__Material supplied__:
++++++

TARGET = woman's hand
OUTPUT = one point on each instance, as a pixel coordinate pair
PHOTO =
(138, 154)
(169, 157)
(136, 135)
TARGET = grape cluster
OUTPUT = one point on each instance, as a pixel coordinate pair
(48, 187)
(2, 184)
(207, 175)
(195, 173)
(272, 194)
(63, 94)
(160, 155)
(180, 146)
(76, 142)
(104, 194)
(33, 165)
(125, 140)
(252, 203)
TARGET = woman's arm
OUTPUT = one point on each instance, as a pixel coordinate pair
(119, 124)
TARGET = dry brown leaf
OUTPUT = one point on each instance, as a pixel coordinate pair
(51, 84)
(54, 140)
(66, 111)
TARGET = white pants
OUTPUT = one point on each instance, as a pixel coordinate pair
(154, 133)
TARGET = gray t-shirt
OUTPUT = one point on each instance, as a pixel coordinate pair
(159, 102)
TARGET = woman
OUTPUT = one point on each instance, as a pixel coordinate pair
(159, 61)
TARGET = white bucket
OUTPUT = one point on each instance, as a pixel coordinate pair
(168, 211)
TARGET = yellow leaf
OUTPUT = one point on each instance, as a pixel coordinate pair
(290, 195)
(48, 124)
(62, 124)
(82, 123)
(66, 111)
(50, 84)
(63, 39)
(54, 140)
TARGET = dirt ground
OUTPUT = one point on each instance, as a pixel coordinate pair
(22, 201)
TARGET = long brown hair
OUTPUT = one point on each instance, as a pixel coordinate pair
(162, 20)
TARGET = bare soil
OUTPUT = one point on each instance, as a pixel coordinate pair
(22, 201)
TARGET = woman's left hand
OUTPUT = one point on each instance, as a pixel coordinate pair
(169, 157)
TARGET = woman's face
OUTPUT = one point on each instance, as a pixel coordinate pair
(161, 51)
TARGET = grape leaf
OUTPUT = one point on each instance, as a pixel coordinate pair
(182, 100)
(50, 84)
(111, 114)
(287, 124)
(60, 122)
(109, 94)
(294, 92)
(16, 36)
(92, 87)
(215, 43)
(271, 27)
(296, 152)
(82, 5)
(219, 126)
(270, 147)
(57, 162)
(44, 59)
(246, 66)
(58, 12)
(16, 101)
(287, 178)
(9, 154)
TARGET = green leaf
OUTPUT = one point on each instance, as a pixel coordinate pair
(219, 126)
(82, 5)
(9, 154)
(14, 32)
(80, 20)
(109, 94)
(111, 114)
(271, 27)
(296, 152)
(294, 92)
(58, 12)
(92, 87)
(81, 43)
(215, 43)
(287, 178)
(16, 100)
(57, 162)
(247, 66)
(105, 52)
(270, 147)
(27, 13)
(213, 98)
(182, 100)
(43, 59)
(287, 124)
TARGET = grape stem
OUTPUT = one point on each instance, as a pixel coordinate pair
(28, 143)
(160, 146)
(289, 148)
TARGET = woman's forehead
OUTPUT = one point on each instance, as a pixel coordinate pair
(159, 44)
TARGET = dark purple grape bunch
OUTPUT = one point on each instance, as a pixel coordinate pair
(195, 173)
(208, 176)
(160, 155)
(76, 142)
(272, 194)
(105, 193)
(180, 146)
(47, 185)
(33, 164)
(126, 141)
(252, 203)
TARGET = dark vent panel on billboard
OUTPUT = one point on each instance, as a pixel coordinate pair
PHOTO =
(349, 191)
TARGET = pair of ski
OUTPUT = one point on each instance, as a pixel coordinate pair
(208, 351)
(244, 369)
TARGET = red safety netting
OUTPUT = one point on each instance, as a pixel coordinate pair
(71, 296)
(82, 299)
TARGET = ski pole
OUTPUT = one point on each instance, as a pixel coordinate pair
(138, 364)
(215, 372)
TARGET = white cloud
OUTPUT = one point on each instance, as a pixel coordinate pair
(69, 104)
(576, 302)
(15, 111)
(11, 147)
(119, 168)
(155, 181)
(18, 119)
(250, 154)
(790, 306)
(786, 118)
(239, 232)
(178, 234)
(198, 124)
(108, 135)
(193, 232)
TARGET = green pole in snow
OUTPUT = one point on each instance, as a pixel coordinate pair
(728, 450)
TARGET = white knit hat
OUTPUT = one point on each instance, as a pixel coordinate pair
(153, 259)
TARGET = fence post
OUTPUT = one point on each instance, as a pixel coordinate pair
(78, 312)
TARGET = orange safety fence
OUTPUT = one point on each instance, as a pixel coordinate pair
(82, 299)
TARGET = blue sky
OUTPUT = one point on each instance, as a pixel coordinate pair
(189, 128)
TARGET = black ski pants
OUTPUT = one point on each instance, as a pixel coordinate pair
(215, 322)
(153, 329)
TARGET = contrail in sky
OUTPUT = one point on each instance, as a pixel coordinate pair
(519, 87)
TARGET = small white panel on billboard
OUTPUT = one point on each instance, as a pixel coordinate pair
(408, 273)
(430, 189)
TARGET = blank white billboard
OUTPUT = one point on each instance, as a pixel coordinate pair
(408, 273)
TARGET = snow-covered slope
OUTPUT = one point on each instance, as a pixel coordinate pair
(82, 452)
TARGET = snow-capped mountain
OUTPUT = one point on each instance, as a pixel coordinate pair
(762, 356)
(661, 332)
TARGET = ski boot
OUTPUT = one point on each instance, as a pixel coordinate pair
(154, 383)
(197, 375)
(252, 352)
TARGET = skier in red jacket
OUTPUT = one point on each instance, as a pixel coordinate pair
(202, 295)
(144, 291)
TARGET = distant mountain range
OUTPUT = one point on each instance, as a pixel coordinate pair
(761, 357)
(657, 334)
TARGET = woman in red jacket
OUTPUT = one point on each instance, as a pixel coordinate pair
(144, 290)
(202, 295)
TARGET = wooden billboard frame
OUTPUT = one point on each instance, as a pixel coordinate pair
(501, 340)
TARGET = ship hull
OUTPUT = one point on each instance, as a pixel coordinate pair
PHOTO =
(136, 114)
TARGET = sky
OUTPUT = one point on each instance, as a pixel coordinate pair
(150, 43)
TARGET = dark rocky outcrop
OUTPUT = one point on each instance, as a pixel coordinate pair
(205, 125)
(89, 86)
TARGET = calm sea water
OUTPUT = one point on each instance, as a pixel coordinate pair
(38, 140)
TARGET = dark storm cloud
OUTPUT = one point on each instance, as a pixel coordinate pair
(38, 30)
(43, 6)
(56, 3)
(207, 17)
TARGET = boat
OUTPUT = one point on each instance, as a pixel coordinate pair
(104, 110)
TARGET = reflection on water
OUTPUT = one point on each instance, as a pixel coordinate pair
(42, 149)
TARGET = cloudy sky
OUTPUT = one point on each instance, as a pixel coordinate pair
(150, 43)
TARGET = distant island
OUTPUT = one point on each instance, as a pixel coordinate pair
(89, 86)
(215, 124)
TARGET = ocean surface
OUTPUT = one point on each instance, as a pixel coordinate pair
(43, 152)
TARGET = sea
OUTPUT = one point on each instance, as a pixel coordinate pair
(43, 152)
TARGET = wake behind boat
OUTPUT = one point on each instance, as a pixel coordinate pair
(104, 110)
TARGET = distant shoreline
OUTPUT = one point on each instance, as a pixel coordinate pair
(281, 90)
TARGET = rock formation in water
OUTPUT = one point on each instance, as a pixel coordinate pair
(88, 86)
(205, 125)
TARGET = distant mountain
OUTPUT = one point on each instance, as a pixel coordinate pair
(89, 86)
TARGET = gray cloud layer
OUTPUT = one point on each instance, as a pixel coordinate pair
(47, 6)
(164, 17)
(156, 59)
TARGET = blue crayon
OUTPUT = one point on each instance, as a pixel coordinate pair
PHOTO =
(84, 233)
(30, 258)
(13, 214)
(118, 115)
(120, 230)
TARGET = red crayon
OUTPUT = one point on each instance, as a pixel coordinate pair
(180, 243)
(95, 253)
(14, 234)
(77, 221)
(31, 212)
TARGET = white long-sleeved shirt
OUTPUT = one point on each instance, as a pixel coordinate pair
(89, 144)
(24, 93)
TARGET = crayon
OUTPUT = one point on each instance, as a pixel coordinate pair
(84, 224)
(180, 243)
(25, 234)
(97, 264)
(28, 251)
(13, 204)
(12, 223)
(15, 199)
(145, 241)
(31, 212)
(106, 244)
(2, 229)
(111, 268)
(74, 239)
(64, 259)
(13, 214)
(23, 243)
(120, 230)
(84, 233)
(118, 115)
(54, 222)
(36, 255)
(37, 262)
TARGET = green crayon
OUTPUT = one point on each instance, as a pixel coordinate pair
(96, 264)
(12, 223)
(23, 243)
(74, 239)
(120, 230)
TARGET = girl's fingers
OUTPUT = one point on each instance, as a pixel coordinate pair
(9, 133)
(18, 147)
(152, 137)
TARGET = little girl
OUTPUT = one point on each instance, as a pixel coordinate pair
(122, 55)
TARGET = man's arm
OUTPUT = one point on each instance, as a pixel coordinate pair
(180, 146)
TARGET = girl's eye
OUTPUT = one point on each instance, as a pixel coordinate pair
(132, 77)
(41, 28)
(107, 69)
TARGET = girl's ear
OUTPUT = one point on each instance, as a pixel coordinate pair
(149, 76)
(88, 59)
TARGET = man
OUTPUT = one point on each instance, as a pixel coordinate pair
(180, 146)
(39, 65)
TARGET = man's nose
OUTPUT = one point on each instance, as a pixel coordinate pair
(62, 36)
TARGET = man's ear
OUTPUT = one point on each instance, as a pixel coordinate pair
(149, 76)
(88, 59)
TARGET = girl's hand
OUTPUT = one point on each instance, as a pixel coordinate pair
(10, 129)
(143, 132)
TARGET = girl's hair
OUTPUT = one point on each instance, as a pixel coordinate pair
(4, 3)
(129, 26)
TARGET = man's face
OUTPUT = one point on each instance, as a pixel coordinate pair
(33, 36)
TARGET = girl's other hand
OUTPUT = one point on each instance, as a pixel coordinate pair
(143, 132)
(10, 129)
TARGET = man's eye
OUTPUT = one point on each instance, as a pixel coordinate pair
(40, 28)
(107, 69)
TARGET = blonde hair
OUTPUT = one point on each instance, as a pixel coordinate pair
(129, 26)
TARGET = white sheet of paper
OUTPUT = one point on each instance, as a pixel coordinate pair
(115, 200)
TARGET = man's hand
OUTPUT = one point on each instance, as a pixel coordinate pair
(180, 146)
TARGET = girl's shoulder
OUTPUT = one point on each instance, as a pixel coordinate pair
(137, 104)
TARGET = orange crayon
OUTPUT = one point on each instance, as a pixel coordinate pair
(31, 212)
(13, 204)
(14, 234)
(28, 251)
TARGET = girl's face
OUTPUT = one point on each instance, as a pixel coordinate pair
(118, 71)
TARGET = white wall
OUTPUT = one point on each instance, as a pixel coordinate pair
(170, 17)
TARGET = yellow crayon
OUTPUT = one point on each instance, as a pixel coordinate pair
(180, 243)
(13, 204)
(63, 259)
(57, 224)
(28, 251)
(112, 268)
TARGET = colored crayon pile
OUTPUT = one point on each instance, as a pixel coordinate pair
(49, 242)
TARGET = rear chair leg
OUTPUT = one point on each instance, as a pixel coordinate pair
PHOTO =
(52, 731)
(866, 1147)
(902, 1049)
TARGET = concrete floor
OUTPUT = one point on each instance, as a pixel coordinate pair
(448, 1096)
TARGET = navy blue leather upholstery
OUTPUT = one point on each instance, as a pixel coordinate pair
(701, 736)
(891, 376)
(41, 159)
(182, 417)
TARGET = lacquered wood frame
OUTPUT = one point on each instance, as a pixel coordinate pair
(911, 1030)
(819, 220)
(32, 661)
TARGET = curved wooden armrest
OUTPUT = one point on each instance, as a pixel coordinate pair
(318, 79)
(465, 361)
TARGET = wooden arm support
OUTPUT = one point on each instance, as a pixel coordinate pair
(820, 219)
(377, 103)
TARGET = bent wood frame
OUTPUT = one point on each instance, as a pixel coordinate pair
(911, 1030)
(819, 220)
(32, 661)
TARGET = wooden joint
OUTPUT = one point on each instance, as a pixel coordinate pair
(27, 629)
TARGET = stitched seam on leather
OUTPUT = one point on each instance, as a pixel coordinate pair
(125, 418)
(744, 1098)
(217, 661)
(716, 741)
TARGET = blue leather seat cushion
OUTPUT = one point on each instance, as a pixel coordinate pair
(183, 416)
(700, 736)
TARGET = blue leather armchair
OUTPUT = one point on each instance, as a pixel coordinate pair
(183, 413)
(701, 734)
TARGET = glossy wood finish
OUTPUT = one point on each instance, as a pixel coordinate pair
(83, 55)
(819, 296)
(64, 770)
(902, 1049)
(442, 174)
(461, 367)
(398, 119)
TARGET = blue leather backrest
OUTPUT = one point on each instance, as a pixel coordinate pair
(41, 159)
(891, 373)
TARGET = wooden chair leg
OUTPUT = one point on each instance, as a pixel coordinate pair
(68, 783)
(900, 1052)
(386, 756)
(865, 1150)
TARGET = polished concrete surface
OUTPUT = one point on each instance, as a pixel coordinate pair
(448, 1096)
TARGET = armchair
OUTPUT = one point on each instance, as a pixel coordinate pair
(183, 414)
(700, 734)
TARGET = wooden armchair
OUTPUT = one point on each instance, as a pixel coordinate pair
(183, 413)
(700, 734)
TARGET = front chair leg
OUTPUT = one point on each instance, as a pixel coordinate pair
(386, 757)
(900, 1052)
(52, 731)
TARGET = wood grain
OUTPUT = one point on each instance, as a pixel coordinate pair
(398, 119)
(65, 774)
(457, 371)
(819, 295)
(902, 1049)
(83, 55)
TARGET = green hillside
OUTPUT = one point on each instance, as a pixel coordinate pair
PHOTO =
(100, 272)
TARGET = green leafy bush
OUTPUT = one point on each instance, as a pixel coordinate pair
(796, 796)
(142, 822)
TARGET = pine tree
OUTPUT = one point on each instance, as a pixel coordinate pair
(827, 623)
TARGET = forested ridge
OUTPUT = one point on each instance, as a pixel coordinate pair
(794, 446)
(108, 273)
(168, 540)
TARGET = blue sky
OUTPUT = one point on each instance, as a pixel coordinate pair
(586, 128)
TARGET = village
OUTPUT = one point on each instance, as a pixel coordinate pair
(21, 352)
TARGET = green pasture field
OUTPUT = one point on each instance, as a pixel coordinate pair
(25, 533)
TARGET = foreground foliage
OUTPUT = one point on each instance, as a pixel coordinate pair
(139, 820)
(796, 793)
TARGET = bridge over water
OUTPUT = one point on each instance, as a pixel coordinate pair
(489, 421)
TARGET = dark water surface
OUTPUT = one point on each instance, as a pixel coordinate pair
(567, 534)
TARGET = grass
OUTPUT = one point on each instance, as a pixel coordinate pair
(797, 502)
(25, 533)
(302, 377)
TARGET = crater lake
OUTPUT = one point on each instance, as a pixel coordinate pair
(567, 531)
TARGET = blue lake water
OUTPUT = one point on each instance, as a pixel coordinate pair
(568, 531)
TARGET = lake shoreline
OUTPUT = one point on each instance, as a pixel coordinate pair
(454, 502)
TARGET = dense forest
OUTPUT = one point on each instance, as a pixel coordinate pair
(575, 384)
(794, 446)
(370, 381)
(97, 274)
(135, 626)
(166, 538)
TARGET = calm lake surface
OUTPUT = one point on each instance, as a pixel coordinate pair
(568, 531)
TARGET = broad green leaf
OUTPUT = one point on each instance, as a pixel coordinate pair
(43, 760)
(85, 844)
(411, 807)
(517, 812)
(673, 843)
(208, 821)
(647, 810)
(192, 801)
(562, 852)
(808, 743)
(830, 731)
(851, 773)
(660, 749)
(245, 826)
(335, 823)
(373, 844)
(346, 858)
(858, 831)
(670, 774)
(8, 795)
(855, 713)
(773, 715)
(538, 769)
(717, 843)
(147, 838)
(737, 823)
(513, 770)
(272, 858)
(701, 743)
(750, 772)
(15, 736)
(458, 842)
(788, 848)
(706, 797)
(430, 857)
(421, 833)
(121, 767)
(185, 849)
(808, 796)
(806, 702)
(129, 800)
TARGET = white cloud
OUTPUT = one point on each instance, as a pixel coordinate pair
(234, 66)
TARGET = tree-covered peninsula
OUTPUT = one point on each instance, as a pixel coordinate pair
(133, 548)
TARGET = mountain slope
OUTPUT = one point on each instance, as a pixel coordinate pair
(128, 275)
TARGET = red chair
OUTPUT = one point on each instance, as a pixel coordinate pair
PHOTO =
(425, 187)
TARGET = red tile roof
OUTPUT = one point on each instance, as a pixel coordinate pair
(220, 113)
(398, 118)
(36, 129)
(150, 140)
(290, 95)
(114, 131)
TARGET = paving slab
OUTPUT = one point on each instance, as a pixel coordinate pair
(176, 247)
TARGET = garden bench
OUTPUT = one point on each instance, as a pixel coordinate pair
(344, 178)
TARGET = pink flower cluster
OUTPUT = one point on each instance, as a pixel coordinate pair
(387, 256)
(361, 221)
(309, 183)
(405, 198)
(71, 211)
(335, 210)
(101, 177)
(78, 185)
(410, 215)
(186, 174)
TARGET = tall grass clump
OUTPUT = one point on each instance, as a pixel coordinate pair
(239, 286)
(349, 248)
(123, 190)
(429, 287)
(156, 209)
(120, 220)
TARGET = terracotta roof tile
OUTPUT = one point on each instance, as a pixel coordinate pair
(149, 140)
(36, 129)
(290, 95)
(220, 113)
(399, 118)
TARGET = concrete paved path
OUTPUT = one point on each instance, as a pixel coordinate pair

++++++

__To do__:
Go through the listing above, count the lines that contain "calm", and state that number alone.

__Task response__:
2